#### [RECORDS TO PROCESS]

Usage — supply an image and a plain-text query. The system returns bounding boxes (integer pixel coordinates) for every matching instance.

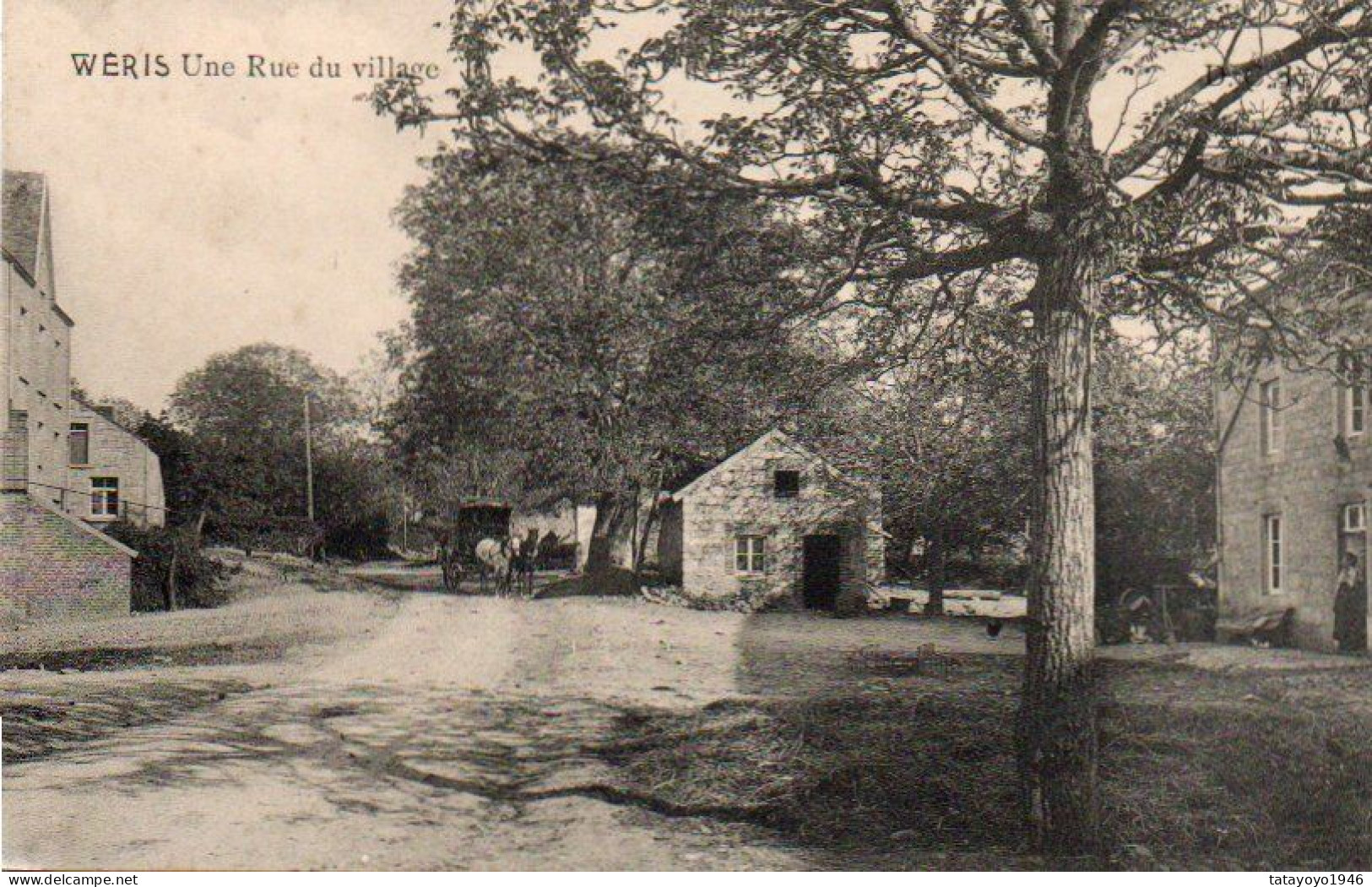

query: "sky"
[3,0,452,412]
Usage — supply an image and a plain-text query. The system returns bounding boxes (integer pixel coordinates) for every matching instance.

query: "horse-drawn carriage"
[424,500,536,592]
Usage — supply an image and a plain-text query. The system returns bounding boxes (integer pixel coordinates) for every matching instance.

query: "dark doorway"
[800,536,843,610]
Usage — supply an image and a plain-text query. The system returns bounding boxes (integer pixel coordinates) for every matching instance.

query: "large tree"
[167,343,362,547]
[375,0,1372,852]
[393,151,825,585]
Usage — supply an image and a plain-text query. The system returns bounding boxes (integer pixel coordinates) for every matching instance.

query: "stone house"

#### [WHAT YOU NEED TO DO]
Copy out all the material above with each "query" swapped for "prompt" and nothing else changed. Leave the pictures out.

#### [THE COMPLETED TASK]
Usage — supply an image and a plain-text prompt. The system returns bounding boxes (integer pixel coordinates) for every matching instance.


prompt: "sky"
[3,0,452,412]
Usage — supply an image and a plain-text prompt. The system returns bounding boxes (integer pixel coordinates) for every matching instance.

prompt: "horse-drawn carriage"
[424,500,536,592]
Usage — supply an image and a plain-text prompt. The system returns bounding boxes (integer pixel coordinates) for every matching instance.

prompt: "dark doorway"
[800,536,843,610]
Usage — supply an image and a plain-text prompt. The system returns bounding boxes (integer pixel coordinates) for every matching instance.

prompt: "large tree"
[167,343,362,547]
[375,0,1372,852]
[393,151,825,585]
Usage — supply an image and a plain-text prompt. The system returns bounding boxes (integer pixel coordinates) for every matching instance.

prompt: "stone house"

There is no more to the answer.